_Task details_: Take the entries below and print only the lines from the one with "of the metal" through the one with "of the beige", exactly as they stand, both ends included.

*** Begin section ***

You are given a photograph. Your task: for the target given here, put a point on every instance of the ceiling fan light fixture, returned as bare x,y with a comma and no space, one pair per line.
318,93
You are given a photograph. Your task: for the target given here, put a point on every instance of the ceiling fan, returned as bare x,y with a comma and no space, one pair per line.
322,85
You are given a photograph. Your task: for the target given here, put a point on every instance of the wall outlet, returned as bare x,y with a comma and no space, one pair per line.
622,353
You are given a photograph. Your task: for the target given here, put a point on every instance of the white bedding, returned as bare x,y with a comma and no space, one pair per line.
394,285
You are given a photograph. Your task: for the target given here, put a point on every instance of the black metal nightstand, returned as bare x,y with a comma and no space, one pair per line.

*** End section ***
*** Begin section ***

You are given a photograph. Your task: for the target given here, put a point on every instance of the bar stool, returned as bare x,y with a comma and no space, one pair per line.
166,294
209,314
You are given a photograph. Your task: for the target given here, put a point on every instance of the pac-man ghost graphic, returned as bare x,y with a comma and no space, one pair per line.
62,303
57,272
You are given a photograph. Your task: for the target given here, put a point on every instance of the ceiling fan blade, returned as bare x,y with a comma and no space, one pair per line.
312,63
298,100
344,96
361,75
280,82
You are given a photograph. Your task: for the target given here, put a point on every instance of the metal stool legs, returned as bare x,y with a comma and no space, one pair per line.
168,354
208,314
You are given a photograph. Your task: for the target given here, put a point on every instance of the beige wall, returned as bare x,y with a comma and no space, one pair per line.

*** End section ***

_Expected output_:
You are given a photograph. Your task: for the target given here, put a point on every instance of the metal stool legs, returned as bare x,y with a comma and no space, one pair per line.
168,354
208,314
You are given a photograph. Your task: for the target given here, put a point on every instance of the beige wall, returned as bare x,y with a comma and no space, one pair per line.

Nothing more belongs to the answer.